Start of Given information

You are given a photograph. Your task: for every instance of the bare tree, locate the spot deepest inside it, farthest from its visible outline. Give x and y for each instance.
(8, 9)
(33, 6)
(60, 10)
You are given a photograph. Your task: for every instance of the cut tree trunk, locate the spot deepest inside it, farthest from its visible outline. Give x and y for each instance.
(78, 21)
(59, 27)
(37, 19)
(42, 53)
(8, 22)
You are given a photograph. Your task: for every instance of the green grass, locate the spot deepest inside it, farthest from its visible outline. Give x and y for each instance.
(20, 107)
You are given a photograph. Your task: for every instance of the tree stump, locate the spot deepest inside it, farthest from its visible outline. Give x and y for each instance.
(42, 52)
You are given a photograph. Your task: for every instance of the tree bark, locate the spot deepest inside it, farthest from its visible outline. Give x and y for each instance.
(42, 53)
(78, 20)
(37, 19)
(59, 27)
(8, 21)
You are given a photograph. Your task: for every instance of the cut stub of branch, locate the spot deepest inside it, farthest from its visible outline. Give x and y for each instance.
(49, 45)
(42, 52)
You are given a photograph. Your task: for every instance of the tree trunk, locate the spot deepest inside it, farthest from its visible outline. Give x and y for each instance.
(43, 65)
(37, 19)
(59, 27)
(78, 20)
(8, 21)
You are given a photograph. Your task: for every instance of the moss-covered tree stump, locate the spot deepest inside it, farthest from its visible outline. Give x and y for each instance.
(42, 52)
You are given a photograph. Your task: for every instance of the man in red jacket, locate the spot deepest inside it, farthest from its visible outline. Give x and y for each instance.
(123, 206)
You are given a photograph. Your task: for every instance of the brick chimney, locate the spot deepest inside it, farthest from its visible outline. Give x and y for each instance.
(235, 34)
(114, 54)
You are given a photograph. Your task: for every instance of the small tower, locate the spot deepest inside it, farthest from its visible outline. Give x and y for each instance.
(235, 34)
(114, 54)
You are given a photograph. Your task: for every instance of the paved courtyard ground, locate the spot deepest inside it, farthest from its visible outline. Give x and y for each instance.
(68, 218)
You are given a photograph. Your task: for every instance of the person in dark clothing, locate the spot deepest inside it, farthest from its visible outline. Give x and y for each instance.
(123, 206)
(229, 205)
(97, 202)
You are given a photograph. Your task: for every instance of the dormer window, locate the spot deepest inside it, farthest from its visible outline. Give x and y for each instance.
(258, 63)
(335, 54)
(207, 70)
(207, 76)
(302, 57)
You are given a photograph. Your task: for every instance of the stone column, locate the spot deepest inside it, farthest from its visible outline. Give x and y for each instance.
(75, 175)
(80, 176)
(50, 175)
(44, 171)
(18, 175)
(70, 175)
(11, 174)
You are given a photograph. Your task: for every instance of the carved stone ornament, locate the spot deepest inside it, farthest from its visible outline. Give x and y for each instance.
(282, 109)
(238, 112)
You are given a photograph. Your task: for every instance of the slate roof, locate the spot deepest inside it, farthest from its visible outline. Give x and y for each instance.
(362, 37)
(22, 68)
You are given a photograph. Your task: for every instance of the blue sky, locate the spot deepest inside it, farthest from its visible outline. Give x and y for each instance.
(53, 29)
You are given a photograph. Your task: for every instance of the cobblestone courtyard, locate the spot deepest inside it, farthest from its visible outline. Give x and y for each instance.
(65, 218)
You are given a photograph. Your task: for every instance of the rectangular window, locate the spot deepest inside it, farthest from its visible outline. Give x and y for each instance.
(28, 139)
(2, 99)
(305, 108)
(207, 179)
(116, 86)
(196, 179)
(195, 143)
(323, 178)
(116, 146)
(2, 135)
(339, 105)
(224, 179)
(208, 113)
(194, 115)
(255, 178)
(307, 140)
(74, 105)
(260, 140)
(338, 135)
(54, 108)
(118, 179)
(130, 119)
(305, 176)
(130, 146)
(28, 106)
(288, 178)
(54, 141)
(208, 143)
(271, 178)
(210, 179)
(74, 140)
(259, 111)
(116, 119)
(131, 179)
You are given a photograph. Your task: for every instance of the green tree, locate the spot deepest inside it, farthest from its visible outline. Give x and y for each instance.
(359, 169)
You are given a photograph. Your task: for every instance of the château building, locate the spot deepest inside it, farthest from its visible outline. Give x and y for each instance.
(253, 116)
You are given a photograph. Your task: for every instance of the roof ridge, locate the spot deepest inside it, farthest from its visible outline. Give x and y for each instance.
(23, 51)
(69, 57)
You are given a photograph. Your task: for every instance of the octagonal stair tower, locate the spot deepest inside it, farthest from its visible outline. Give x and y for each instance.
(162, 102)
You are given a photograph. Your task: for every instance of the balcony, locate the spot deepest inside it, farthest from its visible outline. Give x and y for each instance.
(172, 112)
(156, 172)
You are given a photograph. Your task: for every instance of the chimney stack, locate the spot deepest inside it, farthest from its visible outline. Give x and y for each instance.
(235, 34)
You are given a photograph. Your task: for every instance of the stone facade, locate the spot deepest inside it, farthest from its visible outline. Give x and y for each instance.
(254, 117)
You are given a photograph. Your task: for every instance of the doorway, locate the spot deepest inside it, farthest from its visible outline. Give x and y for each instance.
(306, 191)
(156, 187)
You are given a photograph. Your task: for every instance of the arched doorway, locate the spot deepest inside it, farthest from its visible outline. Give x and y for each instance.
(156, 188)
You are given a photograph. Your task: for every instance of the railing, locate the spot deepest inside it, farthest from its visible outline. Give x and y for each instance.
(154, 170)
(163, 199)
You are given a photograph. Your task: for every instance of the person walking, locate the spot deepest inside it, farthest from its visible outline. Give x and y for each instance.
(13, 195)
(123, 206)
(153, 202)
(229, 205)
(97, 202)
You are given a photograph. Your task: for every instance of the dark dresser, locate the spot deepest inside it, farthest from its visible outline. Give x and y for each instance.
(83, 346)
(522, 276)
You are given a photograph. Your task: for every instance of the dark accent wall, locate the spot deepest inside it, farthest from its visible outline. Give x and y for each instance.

End of Given information

▶ _Work instructions_: The answer must reproduce all of the entries exactly.

▶ _Exercise result_:
You are given a photograph. Your task: for every instance of the bare tree, locate the spot deepest inside it, farthest from its visible outline. Give x and y for each instance.
(8, 9)
(33, 6)
(60, 10)
You are given a photograph. Your task: for every instance of the cut tree trunk, locate the spot deepest inside it, farthest from its visible outline. Give x and y for each instance.
(78, 21)
(59, 27)
(37, 19)
(42, 53)
(8, 22)
You are given a photograph. Your task: for every instance of the green grass, locate the spot deepest inside it, farthest from its visible outline. Give x and y for each instance.
(20, 107)
You are given a photograph. Your task: for every instance of the tree stump, locate the spot deepest inside it, farthest from its visible outline. Give x and y for each instance.
(42, 52)
You are given a photograph. Your task: for every instance of the tree bark, locate the spot deepest inside it, farthest from its visible outline. Give x and y for each instance.
(42, 53)
(78, 20)
(37, 19)
(59, 27)
(8, 21)
You are given a photograph. Your task: for every instance of the cut stub of branch, locate the spot deepest inside it, farthest from its visible outline. Give x and y for each instance.
(49, 45)
(42, 52)
You are given a photograph. Your task: for every instance of the tree trunk, locate the spot deepest inside it, farthest from its visible outline. Give x and y for each instance.
(43, 65)
(37, 19)
(59, 27)
(78, 20)
(8, 21)
You are given a photograph. Your task: for every instance of the moss-covered tree stump, locate the spot deepest inside it, farthest from its visible outline. Give x and y for each instance.
(42, 52)
You are given a photograph. Your task: for every instance of the man in red jacket, locate the spot deepest inside it, farthest from its visible outline. Give x and y for each instance.
(123, 206)
You are given a photograph. Your task: for every instance of the brick chimney, locate the spot deepest inside it, farthest from its visible outline. Give x and y for each instance.
(235, 34)
(114, 54)
You are given a photograph. Your task: for every instance of the small tower, locate the spot deepest inside it, farthest from its visible outline. Give x and y for each instance.
(235, 34)
(114, 54)
You are given a photograph. Your task: for every instance of the paved courtyard ground, locate the spot deepest inside it, farthest from its visible outline. Give x and y for each instance.
(68, 218)
You are given a photograph. Your task: for every instance of the person in dark clothing, locate the spot deepest inside it, farthest from its visible outline. Give x and y for each instance.
(123, 206)
(229, 205)
(97, 202)
You are given a photograph. Your task: for every instance of the dormer window, locate the spot deepest inside it, farthest from its visible outline. Give x and y for each instance.
(258, 63)
(335, 54)
(207, 70)
(207, 76)
(302, 57)
You are given a photograph. Your task: for every instance of the stone column, locate the spot deepest inside it, farthest from its visible outline. Give x and y for each instance.
(75, 175)
(80, 176)
(50, 175)
(44, 171)
(18, 175)
(70, 175)
(11, 174)
You are given a photograph. Your task: for every instance of the carved stone ornament, locate the spot deepest inside it, farthest from its visible outline. Give x and y for each instance.
(282, 109)
(238, 112)
You are given a photograph. Your task: for every instance of the slate roof, locate the spot deepest inside it, farthest from its visible outline. Give x and y for each instance.
(362, 37)
(22, 68)
You are given a photograph. Your task: for every instance of the blue sky, locate the spot deepest inside it, farthest from its visible outline. Give x and y for each instance.
(53, 29)
You are given a photograph. Your task: for every instance of the cobblestone courtyard, locate the spot deepest inside it, farthest from its visible outline. Give x and y for each instance.
(65, 218)
You are given a photograph. Your task: for every instance of the rectangular window, locate the spot deepest inside it, farthest from its visible outline. Give x and y for each instance.
(28, 139)
(2, 99)
(305, 108)
(207, 179)
(116, 86)
(196, 179)
(195, 143)
(323, 178)
(116, 146)
(2, 135)
(339, 105)
(224, 179)
(208, 113)
(194, 115)
(255, 178)
(307, 140)
(74, 105)
(260, 140)
(338, 135)
(54, 108)
(118, 179)
(130, 119)
(305, 176)
(130, 146)
(28, 106)
(288, 178)
(54, 141)
(208, 143)
(271, 178)
(210, 179)
(74, 140)
(259, 111)
(116, 119)
(131, 179)
You are given a photograph. Your task: for every instance of the green tree, locate the spot deepest inside it, farthest from its visible outline. Give x and y for each instance.
(359, 169)
You are given a photograph. Your task: for every instance of the château building, locate the spot deepest inside it, farthest from its visible outline. Give x and y for each instance.
(253, 116)
You are given a photograph. Your task: for every instance of the roof ridge, locate the spot deepest inside it, farthest from its visible outline. Give x and y for each instance.
(23, 51)
(69, 57)
You are given a photograph. Your task: for every instance of the octagonal stair tower, locate the spot deepest inside it, farthest from its visible outline. Give x and y for each instance.
(162, 102)
You are given a photograph. Your task: for every instance of the balcony, locate the spot deepest inside it, farthest from its visible outline. Give x and y for each instance.
(172, 112)
(156, 172)
You are given a photograph. Your task: for every instance of the chimney stack, locate the spot deepest inside it, farthest from its visible outline. Give x and y for each instance.
(235, 34)
You are given a photograph. Your task: for every instance of the stone facade, locate the spot deepest inside it, farthest from its visible outline. Give x and y for each instance.
(254, 117)
You are given a photograph. Your task: for every instance of the doorway, locate the spot deepest inside it, farthest from its visible outline. Give x and y for each instance.
(306, 191)
(156, 187)
You are given a photograph. Your task: for every instance of the arched doorway, locate the spot deepest inside it, farthest from its visible outline. Give x and y for each instance.
(156, 188)
You are given a photograph. Your task: for every instance of the railing, locate the spot deepest inside it, farthest from its visible outline. Give x and y for each instance.
(154, 170)
(163, 199)
You are given a photograph. Your task: for every instance of the person walking, locate the spot deepest inside it, farthest from its visible outline. Give x and y for each instance.
(13, 195)
(123, 206)
(153, 202)
(229, 205)
(97, 202)
You are given a photograph. Your task: for every instance of the dark dresser, locate the spot deepest inside it, farthest from its visible outline. Give x and y for each instance.
(83, 346)
(522, 276)
You are given a photograph. Your task: for every instance of the dark accent wall, locate the spot deepest inside it, farthest from its visible outline. Give x and y for each instance.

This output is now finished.